◆ ASSIGNED TASK 1:
Extract the Luo Guibo article from "He was the first" up to and including "book Revolutionary Recollections.".
◆ ASSIGNED TASK 2:
Continue the Luo Guibo article after its final sentence.
[PASSAGE SHOWN Boundary: Start]
= Luo Guibo =

Chinese diplomat and politician

Luo Guibo (; La Quý Ba) (1907–1995) was a Chinese diplomat and People's Republic of China politician. He was born in Nankang County, Jiangxi (modern Nankang, Ganzhou).

He was the first Chinese ambassador to North Vietnam in September 1954. From October 1957 to October 1970, he was China's Vice-Minister of Foreign Affairs. During Hong Kong's 1967 riots, he denounced the British colonial government's "atrocities", "sanguinary oppression" and "collusion with American imperialism against China" in a formal protest presented to the British chargé d'affaires in Beijing.

He was the author of the book Revolutionary Recollections.

== Presence of Luo Guibo and Chinese advisors in North Vietnam ==
On 1 October 1949, People's Republic of China (PRC) was founded under the administration of the Chinese Communist Party (CCP) after eight-year-long anti-Japanese war and four-year-long Civil War. Having faced an extremely difficult situation in the fourth year of the French-Indochina War, in December 1949, Hồ Chí Minh dispatched two representatives, Lý Bích Sơn and Nguyễn Đức Thủy, to Beijing with a request for Chinese assistance and for diplomatic recognition for his government. Upon receiving Hồ Chí Minh's request, acting chairman of the Central Committee of the CCP Liu Shaoqi— known in Vietnamese as Lưu Thiếu Kỳ — convened a 24 December meeting of the CCP Politburo to determine the situation in Indochina. Four days later, Liu cabled Hồ Chí Minh on behalf of the CCP Central Committee to specify that the PRC would meet Hồ's request.

First, China agreed to enter into diplomatic relations with the DRV, and that the PRC government would send a team to Vietnam to assess the DRV's needs. In fact, China's assistance based on some complicated considerations. From a geopolitical point of view, it seemed to make sense to Chinese leaders that China could secure its southwestern border, earn Soviet aid and technology, and modernize its armed forces by helping the DRV fight the French forces. Besides, the worldwide expectation and international reputation could be another rationale. Such revolutionary internationalism was widely expected by all Asian Communist parties after the CCP's founding of the People's Republic. Helping Vietnam in this sense could achieve more international reputation for China. The PRC announced its recognition of the DRV on 18 January 1950, followed by the Soviet Union's recognition on 30 January, marking that the DRC's isolation for four years and three months after the establishment of the DRV was over.
[PASSAGE SHOWN Boundary: End]
[EXTRACTED DATA Boundary: Start]
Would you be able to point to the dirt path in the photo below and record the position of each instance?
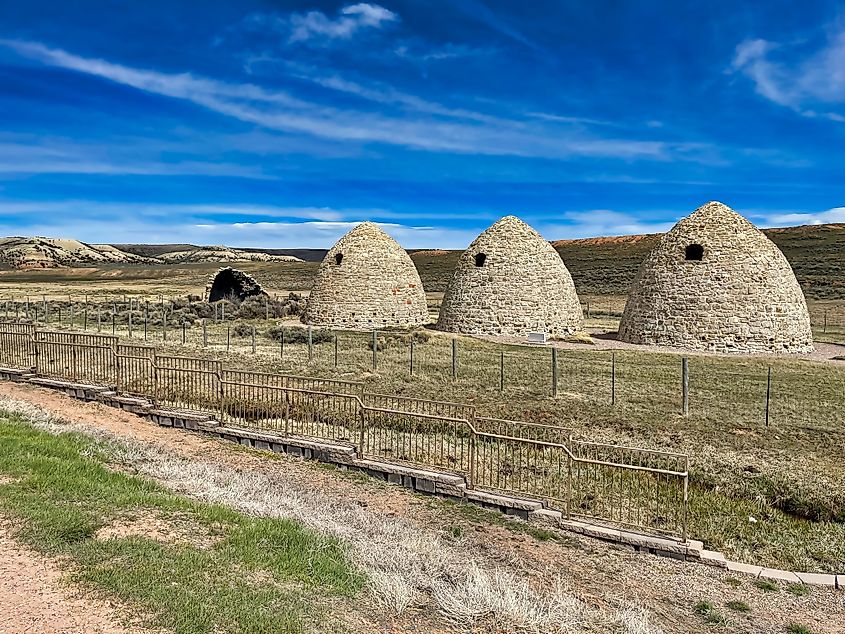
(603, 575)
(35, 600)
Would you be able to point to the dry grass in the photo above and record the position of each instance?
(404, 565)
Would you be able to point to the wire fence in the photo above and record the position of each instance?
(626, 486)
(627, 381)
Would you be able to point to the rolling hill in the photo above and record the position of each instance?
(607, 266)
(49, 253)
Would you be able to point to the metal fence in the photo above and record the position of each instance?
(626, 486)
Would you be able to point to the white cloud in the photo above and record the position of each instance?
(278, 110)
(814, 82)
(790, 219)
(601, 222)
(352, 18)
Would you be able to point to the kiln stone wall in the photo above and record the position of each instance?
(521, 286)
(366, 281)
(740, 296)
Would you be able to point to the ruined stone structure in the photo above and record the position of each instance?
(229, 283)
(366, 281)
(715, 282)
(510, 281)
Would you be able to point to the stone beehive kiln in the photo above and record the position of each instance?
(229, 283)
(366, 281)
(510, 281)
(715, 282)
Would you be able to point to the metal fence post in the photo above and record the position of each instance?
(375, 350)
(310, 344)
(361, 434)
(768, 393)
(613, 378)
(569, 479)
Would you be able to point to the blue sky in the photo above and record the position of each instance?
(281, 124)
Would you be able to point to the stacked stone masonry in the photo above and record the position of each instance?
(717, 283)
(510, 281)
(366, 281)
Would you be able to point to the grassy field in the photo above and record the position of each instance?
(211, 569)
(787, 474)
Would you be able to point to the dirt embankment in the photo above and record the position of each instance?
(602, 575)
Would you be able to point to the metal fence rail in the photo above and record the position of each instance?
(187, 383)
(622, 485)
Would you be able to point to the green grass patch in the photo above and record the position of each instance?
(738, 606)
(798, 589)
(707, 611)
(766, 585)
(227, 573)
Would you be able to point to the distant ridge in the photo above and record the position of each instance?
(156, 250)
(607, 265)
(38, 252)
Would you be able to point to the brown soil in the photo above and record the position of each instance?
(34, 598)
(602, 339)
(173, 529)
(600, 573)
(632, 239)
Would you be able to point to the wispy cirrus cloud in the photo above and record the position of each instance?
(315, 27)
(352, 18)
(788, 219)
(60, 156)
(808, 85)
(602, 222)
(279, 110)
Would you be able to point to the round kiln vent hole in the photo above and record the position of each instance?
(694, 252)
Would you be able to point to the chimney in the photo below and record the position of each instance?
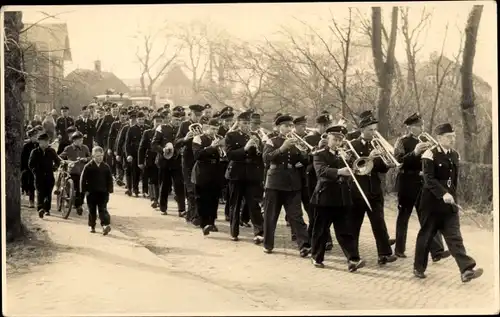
[EXTRACTED DATA Boundary: End]
◆ WRITTEN RESPONSE 1:
He was the first Chinese ambassador to North Vietnam in September 1954. From October 1957 to October 1970, he was China's Vice-Minister of Foreign Affairs. During Hong Kong's 1967 riots, he denounced the British colonial government's "atrocities", "sanguinary oppression" and "collusion with American imperialism against China" in a formal protest presented to the British chargé d'affaires in Beijing.

He was the author of the book Revolutionary Recollections.

◆ WRITTEN RESPONSE 2:
As for Chinese assistance requested by Hồ Chí Minh, Liu Shaoqi, with authorization given by Mao while the latter was visiting Moscow, selected Luo Guibo as the liaison representative of the CCP Central Committee. Luo was chosen because his experience as a guerrilla leader gave him the grounding to manage a Chinese advisory mission in Vietnam. Luo's mission as PRC liaison representative to DRV included establishing contact with the Vietnamese Communists, investigating the general situation in Vietnam and reporting his findings to Beijing so that Chinese leaders could make decisions on assisting the Vietnamese Communists. Luo and his team were dispatched on a secret mission to Vietnam on 16 January 1950 and arrived in Vietnam on 26 February 1950. Accompanying Luo on the trip to Vietnam was a staff of eight, including a telegraph operator, secretaries and guards. The initial plan for Luo was to stay in Vietnam for three months, but he stayed for seven years, until 1957. His first assignment was as the head of the Chinese Political Advisory Group (CPAG) in the DRV from 1951 to 1954, and the following three years until 1957 he served as China's ambassador to the DRV.

== Involvement in Vietnamese affairs ==
During his first few years in Vietnam, Luo Guibo helped establish the Chinese Military Advisory Group (CMAG) and the Chinese Political Advisory Group (CPAG)). As head of CPAG, Luo led more than one hundred advisors with expertise in finance, banking and grain supply work to advise the DRV on military affairs, finance and the economy, public security, culture and education, united front activities, party consolidation and legal reform. Their work entailed introducing Chinese experiences to the Vietnamese; developing macro-level strategies and policymaking procedures; making recommendations on issues pertaining to rules, regulations, and directives; and helping the Vietnamese carry out orders and implement programmes. By 1952 these advisors had become instrumental in helping Hồ Chí Minh and his government introduce the legal apparatuses and policies to consolidate military and socio-political power.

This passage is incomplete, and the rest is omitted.